■ **Set task**
Write out every line of the entries below as a numbered list, skipping blank lines and omitting the pictures.

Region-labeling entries
+++++
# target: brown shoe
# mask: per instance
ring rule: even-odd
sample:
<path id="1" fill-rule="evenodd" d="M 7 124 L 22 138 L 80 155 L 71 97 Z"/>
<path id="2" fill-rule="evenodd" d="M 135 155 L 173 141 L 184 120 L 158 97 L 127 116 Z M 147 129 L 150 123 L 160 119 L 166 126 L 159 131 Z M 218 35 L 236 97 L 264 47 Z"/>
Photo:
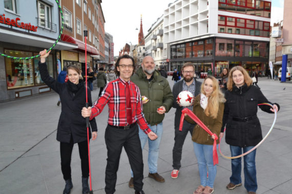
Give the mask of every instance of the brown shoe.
+++++
■ **The answer**
1. # target: brown shoe
2. # mask: per instance
3. ring rule: even-odd
4. sample:
5. <path id="1" fill-rule="evenodd" d="M 7 124 L 22 138 L 80 155 L 71 97 Z"/>
6. <path id="2" fill-rule="evenodd" d="M 135 155 L 173 141 L 184 120 L 158 97 L 127 116 Z M 147 129 L 150 123 L 160 119 L 166 126 L 159 131 Z M 218 35 L 236 97 L 264 47 Z"/>
7. Photo:
8. Give the mask of every instance of the brown shoe.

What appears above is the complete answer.